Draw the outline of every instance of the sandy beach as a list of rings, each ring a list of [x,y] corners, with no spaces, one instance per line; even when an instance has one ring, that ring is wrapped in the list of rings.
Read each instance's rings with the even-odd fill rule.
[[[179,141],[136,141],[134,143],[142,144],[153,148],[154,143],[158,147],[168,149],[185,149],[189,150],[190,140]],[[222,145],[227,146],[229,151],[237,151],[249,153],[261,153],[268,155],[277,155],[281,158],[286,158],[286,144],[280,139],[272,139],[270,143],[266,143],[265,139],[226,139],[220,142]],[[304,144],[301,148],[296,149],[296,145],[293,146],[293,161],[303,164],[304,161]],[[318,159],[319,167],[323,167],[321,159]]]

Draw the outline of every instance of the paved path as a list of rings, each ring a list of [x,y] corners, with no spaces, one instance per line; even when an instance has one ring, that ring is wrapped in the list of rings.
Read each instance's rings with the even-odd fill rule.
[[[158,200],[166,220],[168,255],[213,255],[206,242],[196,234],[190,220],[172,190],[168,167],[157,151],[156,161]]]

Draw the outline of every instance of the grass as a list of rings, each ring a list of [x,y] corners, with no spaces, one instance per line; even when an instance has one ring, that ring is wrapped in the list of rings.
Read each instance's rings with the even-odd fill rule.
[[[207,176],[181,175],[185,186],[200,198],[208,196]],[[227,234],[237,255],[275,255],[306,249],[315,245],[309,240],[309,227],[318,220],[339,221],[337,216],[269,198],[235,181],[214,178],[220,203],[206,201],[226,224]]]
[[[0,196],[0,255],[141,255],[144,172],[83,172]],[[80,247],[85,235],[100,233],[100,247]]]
━━━━━━
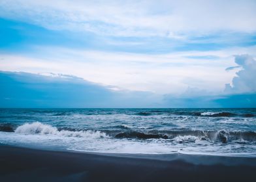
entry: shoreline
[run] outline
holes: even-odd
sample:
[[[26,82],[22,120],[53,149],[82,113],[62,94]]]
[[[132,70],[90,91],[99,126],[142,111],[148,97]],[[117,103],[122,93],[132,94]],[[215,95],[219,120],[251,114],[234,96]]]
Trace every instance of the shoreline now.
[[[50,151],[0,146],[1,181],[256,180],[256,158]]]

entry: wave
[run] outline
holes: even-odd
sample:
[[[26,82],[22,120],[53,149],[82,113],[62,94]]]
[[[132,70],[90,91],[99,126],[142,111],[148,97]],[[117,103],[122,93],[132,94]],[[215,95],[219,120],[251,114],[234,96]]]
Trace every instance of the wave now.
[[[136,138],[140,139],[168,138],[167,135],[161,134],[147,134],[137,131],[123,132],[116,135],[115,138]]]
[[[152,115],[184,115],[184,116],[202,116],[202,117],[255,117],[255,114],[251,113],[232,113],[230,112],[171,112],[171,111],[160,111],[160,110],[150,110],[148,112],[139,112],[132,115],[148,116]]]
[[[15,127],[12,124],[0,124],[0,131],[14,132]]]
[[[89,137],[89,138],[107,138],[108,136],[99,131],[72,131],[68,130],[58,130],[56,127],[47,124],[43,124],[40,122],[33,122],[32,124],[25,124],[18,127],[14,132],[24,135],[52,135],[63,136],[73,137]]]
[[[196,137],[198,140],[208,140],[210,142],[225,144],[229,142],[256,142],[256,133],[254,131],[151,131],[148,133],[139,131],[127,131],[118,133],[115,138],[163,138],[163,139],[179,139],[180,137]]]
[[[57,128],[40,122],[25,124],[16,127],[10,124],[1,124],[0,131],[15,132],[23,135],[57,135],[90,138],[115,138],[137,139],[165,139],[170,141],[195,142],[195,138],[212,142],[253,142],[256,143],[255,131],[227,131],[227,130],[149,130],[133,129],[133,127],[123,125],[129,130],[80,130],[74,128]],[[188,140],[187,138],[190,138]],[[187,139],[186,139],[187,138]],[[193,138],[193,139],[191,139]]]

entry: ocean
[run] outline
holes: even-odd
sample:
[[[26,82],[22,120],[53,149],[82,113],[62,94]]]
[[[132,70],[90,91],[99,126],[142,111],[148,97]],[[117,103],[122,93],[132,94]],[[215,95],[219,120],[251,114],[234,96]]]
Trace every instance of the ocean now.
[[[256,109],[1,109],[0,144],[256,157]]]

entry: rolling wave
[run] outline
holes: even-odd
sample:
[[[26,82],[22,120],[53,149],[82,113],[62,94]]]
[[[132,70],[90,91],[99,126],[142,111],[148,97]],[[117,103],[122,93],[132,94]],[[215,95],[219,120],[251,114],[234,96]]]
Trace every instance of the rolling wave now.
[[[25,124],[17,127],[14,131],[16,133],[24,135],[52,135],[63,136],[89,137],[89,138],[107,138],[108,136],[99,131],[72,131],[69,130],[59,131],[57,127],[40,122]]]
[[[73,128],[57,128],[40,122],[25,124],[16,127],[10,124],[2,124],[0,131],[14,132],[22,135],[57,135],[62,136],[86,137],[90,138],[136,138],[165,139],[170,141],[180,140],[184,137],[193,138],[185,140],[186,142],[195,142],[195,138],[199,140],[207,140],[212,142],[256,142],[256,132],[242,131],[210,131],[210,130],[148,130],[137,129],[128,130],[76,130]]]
━━━━━━
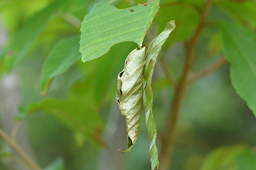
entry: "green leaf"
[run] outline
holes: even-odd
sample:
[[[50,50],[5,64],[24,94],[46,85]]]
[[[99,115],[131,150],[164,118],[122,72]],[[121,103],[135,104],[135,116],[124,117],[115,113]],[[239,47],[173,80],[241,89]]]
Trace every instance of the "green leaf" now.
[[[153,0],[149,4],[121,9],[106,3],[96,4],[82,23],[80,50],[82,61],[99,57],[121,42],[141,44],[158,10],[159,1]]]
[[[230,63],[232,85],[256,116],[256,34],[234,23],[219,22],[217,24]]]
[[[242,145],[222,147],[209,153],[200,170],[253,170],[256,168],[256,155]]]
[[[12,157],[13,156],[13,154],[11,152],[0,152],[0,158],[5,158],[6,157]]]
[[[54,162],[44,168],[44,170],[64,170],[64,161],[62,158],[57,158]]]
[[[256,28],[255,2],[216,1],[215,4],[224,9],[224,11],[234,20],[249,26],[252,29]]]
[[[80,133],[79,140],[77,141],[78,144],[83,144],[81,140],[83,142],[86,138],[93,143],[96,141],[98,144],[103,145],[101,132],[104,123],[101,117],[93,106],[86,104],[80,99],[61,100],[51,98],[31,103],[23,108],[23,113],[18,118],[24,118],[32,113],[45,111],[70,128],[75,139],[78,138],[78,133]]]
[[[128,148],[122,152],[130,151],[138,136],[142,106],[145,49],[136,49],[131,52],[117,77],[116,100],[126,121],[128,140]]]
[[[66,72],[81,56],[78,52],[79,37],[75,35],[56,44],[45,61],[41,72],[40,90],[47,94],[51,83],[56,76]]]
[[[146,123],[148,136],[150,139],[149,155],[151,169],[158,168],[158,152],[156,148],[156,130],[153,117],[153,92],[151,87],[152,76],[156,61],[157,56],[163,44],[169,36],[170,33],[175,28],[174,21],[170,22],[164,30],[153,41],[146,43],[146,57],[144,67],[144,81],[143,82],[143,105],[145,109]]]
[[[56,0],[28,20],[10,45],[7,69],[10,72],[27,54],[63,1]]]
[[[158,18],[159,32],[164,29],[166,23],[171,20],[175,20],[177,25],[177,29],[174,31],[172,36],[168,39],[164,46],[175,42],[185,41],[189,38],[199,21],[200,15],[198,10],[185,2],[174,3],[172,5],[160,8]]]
━━━━━━
Task statement
Switch "instance" to "region" in the stretch of the items from the line that contains "entry: ocean" through the line that contains "[[[256,109],[1,109],[0,144],[256,157]]]", and give back only those lines with everything else unchanged.

Answer to the problem
entry: ocean
[run] outline
holes: even-odd
sample:
[[[26,82],[22,120],[53,149],[82,113],[62,94]]]
[[[132,70],[90,91],[99,126],[142,111],[148,97]],[[117,103],[122,93],[132,94]],[[215,95],[219,120],[251,114],[234,96]]]
Trace every region of the ocean now.
[[[256,109],[1,109],[0,144],[256,157]]]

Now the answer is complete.